[EXTRACT Boundary: Start]

I just think expecting people to get it all correct just is a set up to feel anxious, hurt, and angry. I am not saying you expect it, I just mean people who do expect it. Obviously, if it is a family member or close friend who interacts with the person regularly, they should make an effort to call someone as they wish.

MrGrimm888's avatar

I had a neighbor we called “Hippy guy.” I never knew his real name.
Anyways, he was a hippie.
He had a beard, and wore glasses. He wore regular shirts, usually. But he often wore big dresses.

So. This was from that man’s mouth.
He claims “if it wasn’t for horses, we’d all be wearing dresses.”
I didn’t press him, on that comment, but he went on a rant about it.
He was also typically VERY drunk, or high on something.

But he wore long dresses, with big flowers on them, that would go down to his feet (yes, he wore sandals.)

It wasn’t a sexual thing, with him.

[EXTRACT Boundary: End]
[DATA Boundary: Start]

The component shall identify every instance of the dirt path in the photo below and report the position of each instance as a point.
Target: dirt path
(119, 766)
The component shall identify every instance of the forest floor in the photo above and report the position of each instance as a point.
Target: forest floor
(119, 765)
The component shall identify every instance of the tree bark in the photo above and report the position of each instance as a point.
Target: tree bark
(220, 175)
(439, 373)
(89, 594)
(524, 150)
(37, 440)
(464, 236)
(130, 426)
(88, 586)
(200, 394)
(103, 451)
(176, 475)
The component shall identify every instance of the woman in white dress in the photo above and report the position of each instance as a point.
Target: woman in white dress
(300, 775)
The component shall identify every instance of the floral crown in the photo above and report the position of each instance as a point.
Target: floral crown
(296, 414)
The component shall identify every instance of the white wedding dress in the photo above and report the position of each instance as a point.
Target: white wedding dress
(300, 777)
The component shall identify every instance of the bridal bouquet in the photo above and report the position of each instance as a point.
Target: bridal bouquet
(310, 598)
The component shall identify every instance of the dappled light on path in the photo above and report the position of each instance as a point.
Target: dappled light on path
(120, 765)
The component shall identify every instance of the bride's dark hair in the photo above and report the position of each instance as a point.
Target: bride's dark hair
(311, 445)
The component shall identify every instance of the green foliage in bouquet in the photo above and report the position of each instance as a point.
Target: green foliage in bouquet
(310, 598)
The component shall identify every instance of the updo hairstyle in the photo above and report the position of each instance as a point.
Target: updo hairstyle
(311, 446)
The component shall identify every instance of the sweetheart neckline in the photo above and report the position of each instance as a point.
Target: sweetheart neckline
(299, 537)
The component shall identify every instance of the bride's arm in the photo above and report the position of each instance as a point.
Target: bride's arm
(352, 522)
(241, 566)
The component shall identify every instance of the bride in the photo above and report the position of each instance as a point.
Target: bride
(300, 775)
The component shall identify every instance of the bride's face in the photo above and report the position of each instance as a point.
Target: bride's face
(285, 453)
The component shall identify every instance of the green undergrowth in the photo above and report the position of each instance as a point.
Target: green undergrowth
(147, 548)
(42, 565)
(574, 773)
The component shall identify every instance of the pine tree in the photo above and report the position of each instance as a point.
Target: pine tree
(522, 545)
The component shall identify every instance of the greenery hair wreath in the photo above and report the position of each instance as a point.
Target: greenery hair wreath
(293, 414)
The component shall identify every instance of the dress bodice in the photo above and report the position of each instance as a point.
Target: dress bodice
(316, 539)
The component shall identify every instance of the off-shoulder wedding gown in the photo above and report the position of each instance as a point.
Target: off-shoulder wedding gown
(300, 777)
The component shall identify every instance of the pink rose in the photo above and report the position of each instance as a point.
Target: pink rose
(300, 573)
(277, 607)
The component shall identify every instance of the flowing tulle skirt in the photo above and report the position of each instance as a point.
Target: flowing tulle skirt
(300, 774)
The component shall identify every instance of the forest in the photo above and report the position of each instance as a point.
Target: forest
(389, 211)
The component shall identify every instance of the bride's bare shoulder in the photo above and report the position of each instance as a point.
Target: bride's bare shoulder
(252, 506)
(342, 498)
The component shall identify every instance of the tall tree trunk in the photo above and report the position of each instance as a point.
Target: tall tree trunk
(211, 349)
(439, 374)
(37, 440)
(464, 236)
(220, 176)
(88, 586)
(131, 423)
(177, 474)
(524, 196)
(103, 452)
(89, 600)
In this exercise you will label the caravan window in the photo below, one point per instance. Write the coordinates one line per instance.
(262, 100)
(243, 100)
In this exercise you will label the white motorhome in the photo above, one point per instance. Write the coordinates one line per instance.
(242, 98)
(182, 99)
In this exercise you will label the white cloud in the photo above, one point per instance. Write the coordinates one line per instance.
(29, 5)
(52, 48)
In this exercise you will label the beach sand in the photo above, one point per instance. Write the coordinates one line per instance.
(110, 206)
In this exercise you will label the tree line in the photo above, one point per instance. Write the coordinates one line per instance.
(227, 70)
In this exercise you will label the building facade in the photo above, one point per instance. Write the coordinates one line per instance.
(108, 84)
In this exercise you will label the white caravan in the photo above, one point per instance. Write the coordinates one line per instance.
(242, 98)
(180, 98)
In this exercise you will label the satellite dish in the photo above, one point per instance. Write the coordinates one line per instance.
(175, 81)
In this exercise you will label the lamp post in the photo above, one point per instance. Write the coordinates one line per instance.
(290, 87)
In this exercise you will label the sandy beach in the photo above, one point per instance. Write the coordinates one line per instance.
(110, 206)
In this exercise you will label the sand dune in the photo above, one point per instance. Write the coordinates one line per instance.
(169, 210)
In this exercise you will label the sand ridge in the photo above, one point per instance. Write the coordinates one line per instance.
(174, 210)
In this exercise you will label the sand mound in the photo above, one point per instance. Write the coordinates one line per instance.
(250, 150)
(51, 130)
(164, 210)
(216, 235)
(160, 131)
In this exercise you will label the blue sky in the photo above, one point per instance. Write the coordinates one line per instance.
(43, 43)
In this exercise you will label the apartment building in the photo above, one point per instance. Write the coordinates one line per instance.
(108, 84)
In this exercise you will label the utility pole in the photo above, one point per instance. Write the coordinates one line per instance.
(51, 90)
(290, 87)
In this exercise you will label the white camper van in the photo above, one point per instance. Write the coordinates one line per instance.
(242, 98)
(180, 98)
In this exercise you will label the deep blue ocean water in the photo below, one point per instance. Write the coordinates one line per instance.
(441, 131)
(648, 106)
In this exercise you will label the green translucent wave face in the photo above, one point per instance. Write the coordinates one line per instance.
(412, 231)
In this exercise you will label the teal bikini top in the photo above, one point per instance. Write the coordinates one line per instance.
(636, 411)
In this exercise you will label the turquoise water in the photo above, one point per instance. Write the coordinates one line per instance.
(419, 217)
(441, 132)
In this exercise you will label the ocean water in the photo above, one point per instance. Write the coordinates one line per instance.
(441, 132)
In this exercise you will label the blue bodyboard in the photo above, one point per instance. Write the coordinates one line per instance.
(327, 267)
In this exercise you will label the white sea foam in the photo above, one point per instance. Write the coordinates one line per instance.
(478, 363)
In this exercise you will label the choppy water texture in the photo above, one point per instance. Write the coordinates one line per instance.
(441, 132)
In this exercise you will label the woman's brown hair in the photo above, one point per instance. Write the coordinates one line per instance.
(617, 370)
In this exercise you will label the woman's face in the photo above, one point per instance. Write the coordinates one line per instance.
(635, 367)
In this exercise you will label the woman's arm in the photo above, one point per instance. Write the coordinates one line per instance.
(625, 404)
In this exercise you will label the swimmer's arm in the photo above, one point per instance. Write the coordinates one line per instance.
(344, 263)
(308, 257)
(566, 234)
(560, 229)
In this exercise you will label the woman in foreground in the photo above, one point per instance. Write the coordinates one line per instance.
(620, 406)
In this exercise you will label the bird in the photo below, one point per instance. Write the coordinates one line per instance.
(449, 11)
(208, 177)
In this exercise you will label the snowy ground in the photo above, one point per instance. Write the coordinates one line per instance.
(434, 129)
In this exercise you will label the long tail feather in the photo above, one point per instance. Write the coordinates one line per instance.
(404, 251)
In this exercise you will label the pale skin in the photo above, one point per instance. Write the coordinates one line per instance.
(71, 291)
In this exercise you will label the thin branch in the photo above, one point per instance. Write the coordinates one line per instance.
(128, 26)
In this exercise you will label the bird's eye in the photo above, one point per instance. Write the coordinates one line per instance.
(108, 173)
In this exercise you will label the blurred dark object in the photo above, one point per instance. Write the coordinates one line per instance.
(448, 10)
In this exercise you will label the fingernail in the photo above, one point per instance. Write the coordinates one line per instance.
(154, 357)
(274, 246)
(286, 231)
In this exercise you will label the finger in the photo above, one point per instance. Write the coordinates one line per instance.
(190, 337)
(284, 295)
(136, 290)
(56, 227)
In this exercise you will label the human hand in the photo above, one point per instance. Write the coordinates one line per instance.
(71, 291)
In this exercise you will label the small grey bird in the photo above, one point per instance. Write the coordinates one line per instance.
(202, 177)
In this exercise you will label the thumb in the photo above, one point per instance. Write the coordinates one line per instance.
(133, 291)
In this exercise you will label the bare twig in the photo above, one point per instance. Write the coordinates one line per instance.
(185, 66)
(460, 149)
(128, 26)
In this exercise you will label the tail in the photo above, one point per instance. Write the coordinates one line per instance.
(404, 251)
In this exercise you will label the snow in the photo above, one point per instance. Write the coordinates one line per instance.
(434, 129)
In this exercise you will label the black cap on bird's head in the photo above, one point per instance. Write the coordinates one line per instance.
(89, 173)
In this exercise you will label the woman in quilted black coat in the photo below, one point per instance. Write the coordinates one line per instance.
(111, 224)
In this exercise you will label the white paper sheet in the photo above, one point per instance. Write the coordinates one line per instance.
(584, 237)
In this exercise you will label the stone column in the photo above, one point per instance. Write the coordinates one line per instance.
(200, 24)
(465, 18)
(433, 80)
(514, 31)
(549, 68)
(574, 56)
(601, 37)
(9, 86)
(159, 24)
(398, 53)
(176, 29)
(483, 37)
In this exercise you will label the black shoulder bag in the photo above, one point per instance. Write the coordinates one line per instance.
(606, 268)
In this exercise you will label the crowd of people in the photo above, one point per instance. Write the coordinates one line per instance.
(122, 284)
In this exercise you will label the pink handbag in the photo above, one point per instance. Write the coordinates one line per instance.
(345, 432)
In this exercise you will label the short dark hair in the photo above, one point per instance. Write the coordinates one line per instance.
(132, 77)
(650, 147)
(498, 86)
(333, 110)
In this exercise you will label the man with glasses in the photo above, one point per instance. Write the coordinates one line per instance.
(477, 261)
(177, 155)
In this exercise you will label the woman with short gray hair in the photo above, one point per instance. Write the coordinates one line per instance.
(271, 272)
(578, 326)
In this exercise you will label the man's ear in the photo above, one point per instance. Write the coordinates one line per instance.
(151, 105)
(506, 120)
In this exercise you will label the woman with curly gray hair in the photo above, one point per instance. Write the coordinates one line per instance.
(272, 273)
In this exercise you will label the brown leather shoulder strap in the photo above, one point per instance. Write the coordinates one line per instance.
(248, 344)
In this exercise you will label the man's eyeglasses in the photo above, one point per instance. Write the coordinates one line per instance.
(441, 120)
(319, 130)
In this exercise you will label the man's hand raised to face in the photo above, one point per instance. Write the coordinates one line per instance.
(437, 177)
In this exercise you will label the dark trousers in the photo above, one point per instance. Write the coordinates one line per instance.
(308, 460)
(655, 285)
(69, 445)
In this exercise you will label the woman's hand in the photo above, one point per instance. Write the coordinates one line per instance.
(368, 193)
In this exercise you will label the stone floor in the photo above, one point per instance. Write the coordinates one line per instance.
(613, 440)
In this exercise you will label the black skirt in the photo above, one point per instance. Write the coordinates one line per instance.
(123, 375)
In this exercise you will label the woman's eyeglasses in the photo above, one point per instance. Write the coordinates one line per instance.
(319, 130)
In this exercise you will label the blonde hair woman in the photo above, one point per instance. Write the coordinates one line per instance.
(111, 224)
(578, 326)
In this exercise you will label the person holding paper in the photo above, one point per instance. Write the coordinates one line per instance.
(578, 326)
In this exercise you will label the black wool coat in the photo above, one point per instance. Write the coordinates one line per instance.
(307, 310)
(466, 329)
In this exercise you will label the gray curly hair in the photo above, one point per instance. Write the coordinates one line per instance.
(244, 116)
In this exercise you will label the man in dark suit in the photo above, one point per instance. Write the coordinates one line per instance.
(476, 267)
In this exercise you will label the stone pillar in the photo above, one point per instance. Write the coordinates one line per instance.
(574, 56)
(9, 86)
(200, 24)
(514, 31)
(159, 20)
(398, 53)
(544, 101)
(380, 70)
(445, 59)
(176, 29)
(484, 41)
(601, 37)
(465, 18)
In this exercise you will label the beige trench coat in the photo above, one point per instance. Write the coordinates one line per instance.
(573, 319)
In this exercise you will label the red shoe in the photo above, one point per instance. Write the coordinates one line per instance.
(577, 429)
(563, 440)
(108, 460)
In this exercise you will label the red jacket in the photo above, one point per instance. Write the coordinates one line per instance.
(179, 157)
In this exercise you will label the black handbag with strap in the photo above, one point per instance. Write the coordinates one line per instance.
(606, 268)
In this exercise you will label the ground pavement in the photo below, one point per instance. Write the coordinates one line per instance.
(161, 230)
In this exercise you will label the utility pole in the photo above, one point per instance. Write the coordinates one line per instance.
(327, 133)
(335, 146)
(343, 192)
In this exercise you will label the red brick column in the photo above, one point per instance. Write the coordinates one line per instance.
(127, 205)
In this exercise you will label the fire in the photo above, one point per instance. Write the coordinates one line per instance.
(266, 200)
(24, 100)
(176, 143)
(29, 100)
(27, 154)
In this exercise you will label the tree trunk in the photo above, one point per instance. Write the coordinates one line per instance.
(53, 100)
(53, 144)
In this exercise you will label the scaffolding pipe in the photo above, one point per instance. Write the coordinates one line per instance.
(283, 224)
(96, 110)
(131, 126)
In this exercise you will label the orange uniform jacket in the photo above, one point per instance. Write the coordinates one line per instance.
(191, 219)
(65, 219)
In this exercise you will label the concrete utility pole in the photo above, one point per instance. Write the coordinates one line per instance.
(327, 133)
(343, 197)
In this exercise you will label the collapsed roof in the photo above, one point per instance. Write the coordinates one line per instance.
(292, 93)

[DATA Boundary: End]

Extract the forum exchange in full, copying it word for word. The records were taken from a separate source.

ANSWER SECTION —
I just think expecting people to get it all correct just is a set up to feel anxious, hurt, and angry. I am not saying you expect it, I just mean people who do expect it. Obviously, if it is a family member or close friend who interacts with the person regularly, they should make an effort to call someone as they wish.

MrGrimm888's avatar

I had a neighbor we called “Hippy guy.” I never knew his real name.
Anyways, he was a hippie.
He had a beard, and wore glasses. He wore regular shirts, usually. But he often wore big dresses.

So. This was from that man’s mouth.
He claims “if it wasn’t for horses, we’d all be wearing dresses.”
I didn’t press him, on that comment, but he went on a rant about it.
He was also typically VERY drunk, or high on something.

But he wore long dresses, with big flowers on them, that would go down to his feet (yes, he wore sandals.)

It wasn’t a sexual thing, with him.